Copy the records from the first line up to and including the line with "[[280, 207, 733, 539]]", requests included. Scale every bounding-box coordinate in the answers by 1.95 and round to whole numbers, halves up, leaving the requests and their sample coordinates unchanged.
══ Input ══
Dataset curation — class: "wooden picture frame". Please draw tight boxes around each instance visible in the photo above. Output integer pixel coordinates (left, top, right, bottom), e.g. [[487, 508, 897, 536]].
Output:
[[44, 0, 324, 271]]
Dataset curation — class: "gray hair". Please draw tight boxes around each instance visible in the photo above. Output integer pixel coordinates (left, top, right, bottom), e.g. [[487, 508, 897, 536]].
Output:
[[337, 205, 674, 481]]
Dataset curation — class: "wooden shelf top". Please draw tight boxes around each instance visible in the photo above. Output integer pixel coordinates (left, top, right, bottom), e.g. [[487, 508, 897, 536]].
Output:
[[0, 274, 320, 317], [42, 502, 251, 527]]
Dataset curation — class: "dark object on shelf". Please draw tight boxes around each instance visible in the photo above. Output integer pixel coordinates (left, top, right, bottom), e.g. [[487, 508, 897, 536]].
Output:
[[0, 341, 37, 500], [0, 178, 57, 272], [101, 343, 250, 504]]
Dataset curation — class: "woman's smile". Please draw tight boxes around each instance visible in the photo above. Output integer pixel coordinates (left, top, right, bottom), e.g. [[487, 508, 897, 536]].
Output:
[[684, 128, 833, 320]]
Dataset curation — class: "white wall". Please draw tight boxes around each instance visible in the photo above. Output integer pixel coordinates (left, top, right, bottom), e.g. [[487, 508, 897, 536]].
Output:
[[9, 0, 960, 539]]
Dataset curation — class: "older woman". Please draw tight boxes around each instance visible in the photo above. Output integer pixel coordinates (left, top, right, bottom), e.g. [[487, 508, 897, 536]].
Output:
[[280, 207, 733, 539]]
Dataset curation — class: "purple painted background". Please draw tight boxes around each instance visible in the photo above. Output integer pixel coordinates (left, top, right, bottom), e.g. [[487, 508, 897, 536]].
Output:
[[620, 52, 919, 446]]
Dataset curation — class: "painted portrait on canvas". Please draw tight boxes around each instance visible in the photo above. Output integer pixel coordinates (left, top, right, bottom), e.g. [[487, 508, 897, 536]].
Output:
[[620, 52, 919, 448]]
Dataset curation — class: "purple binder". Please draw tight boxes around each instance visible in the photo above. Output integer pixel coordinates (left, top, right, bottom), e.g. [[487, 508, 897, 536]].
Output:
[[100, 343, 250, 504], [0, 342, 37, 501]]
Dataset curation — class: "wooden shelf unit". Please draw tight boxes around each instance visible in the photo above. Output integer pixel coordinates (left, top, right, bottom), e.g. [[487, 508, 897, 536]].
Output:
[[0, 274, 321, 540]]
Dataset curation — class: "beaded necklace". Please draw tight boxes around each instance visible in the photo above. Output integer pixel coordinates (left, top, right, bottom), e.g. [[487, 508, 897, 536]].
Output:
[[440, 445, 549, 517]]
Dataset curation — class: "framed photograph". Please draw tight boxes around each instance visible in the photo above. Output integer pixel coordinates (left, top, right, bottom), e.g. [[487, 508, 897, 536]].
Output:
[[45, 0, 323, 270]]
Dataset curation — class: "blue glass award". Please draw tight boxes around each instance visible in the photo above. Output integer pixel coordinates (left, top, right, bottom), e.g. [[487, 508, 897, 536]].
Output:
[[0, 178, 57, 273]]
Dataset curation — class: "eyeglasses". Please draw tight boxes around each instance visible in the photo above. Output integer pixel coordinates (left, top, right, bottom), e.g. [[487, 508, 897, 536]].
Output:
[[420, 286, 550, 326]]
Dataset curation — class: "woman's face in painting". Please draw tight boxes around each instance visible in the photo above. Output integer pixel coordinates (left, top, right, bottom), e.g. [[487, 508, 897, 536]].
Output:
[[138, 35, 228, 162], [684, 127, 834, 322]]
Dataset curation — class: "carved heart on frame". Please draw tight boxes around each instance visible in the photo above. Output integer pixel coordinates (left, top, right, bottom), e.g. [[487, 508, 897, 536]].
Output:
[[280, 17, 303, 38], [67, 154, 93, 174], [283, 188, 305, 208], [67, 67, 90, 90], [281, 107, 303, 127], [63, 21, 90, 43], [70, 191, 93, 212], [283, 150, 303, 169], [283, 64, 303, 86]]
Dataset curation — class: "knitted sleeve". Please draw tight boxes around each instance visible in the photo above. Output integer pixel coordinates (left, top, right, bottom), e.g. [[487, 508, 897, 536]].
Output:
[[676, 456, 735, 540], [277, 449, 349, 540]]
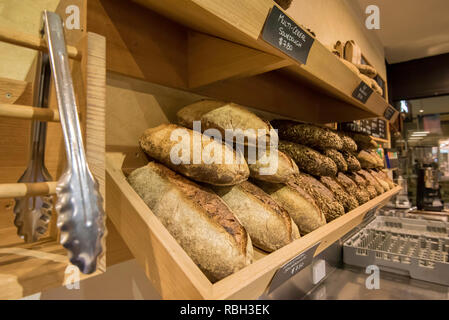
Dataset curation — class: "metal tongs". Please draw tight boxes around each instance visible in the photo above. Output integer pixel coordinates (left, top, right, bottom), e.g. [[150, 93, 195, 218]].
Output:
[[14, 52, 53, 242], [43, 11, 105, 273]]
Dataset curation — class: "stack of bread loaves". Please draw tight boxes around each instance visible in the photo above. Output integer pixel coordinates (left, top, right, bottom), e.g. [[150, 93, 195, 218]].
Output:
[[128, 100, 388, 281]]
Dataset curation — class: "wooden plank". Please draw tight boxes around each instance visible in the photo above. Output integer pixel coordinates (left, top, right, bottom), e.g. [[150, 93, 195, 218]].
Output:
[[188, 31, 292, 88]]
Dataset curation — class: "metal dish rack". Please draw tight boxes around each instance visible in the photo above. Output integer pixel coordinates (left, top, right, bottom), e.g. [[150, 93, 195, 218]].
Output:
[[343, 216, 449, 286]]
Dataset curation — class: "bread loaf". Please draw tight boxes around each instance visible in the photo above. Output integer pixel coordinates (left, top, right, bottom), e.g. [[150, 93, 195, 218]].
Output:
[[320, 177, 359, 212], [213, 181, 299, 252], [347, 172, 377, 199], [279, 140, 337, 176], [271, 120, 343, 150], [342, 151, 362, 172], [255, 181, 326, 235], [337, 172, 370, 205], [357, 150, 377, 169], [338, 132, 357, 153], [140, 124, 249, 186], [358, 170, 384, 195], [177, 100, 277, 145], [128, 162, 253, 281], [291, 172, 345, 222], [248, 150, 298, 183], [323, 149, 348, 172]]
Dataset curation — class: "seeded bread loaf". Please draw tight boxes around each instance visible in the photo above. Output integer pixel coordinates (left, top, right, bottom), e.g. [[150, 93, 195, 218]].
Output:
[[337, 172, 370, 205], [255, 181, 326, 235], [357, 169, 384, 195], [279, 140, 337, 176], [342, 151, 362, 172], [271, 120, 343, 150], [320, 177, 359, 212], [128, 162, 253, 281], [291, 172, 345, 222], [213, 181, 300, 252], [140, 124, 249, 186], [177, 100, 277, 145], [323, 149, 348, 172], [248, 150, 298, 183]]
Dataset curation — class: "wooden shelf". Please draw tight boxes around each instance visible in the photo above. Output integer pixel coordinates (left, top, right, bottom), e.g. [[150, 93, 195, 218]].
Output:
[[106, 147, 401, 299], [87, 0, 397, 123]]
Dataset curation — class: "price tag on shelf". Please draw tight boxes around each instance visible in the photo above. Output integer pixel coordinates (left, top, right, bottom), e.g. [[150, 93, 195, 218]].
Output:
[[352, 81, 373, 103], [262, 6, 315, 64], [268, 242, 320, 294], [384, 106, 396, 120]]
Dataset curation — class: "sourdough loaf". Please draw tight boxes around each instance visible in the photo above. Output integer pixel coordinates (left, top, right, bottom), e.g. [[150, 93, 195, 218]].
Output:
[[255, 181, 326, 235], [213, 181, 299, 252], [279, 140, 337, 176], [248, 150, 298, 183], [128, 162, 253, 281], [140, 124, 249, 186], [291, 172, 345, 222]]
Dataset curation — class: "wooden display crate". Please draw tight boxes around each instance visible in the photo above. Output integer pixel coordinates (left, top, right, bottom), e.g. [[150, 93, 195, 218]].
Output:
[[0, 29, 106, 299], [106, 147, 400, 299]]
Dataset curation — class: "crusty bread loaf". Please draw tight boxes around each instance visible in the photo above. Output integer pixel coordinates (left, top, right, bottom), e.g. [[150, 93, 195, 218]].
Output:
[[270, 119, 343, 150], [347, 172, 377, 199], [342, 151, 362, 172], [323, 149, 348, 172], [357, 150, 377, 169], [320, 177, 359, 212], [255, 181, 326, 235], [357, 170, 385, 195], [291, 172, 345, 222], [279, 140, 337, 176], [212, 181, 299, 252], [140, 124, 249, 186], [337, 132, 357, 153], [177, 100, 277, 145], [128, 162, 253, 281], [336, 172, 370, 205], [248, 150, 298, 183]]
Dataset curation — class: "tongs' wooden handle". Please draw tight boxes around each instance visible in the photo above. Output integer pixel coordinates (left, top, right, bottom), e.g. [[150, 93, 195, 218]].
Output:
[[43, 11, 105, 273]]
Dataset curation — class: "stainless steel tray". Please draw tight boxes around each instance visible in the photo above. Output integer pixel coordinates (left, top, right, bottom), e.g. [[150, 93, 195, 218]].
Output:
[[343, 216, 449, 286]]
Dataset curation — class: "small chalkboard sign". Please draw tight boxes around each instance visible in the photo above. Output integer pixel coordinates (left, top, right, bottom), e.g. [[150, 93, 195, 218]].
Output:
[[352, 81, 373, 103], [268, 242, 320, 294], [262, 6, 315, 64], [384, 106, 396, 120]]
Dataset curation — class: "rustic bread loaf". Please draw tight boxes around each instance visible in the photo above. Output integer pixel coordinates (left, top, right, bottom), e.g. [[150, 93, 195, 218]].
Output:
[[320, 177, 359, 212], [336, 172, 370, 205], [213, 181, 299, 252], [357, 150, 377, 169], [357, 169, 384, 195], [177, 100, 275, 145], [270, 119, 343, 150], [140, 124, 249, 186], [323, 149, 348, 172], [290, 172, 345, 222], [128, 162, 253, 281], [248, 150, 299, 183], [255, 181, 326, 235], [279, 140, 337, 176], [342, 151, 362, 172], [347, 172, 377, 199], [337, 132, 357, 153]]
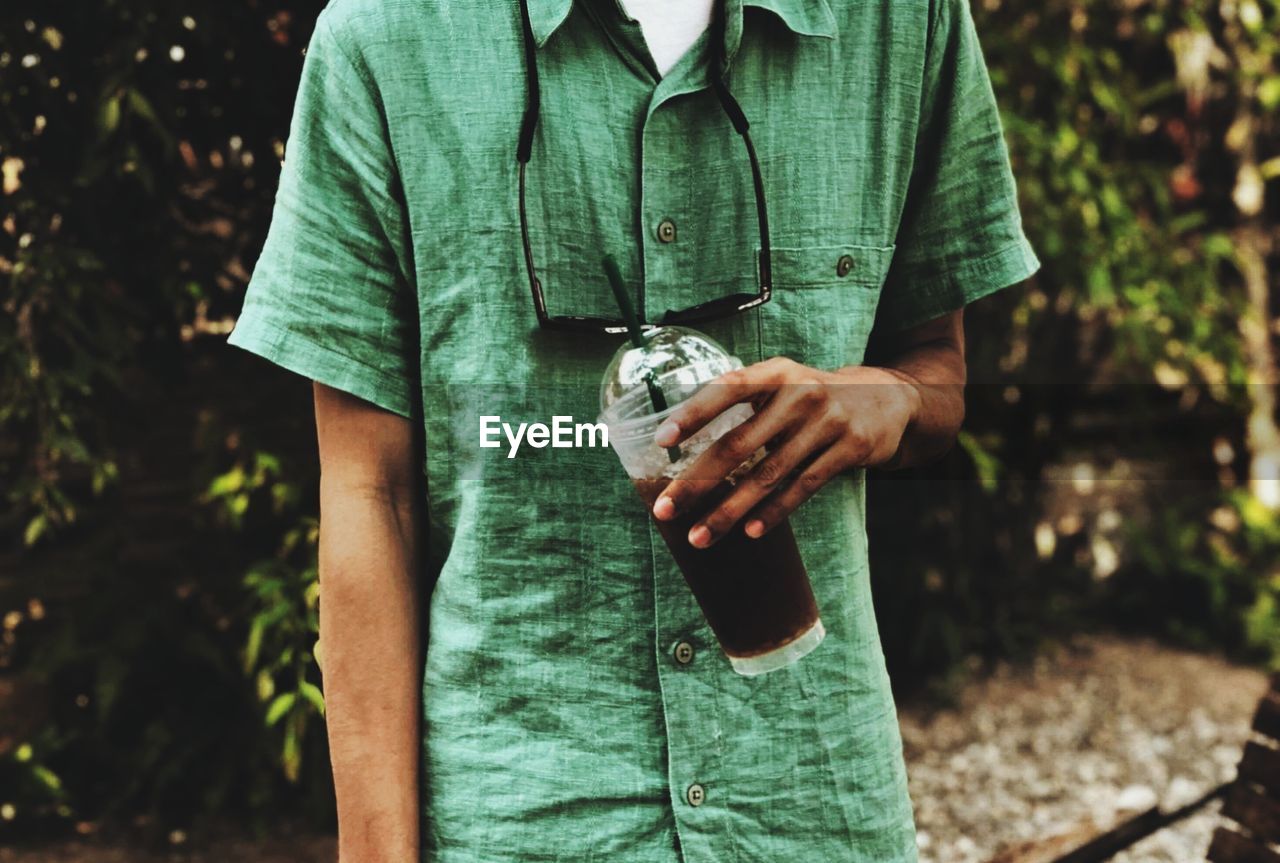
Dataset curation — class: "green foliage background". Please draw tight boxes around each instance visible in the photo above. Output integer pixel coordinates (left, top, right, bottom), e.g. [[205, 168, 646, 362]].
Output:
═══
=== Output for this exercise ===
Dataset curation — class: "wooden picture frame". Please draw tight boxes around each instance visible in the photo above. Output integer pixel coordinates (left, top, right, bottom), e.g. [[487, 508, 897, 536]].
Output:
[[86, 0, 632, 528]]
Dataset curation — class: "gray hair". Please draw tight boxes around each instance visible in the photo above. Output integer pixel coordinates (left, top, right, bottom), e.g. [[487, 508, 897, 536]].
Output:
[[657, 400, 1314, 938]]
Dataset curation — class: "wooden shelf top". Please draw tight boxes around each instance visible in the photo above. Output integer pixel coordinates (left, top, right, bottom), e.g. [[487, 508, 897, 536]].
Output:
[[0, 534, 624, 618], [82, 979, 489, 1028]]
Dataset curation — class: "dark object on shelf". Please draw tight boxes around each instance visible in the photo above. Output integer pixel coordinates (left, top, right, bottom), e.g. [[487, 508, 897, 536]].
Output:
[[0, 665, 72, 975], [0, 347, 111, 530], [197, 669, 488, 983]]
Dataset curation — class: "woman's smile". Please draw tight boxes around each instance visible in the photo above. Output integer pixel coordinates (left, top, right, bottom), e.g. [[487, 508, 897, 536]].
Output:
[[1334, 250, 1624, 624]]
Dataset curation — class: "white wall". Please draw tight boxes around each instance visible in the photo above. Output integer pixel coordinates (left, top, right, bottom), e.g. [[487, 508, 897, 536]].
Output:
[[18, 0, 1872, 1051]]
Dataset curation — class: "older woman". Please draw tight boxes around each instance visible in the photo above. Output integer pixel coordinates (left, top, right, bottom), e.g. [[487, 508, 897, 536]].
Output:
[[546, 404, 1429, 1051]]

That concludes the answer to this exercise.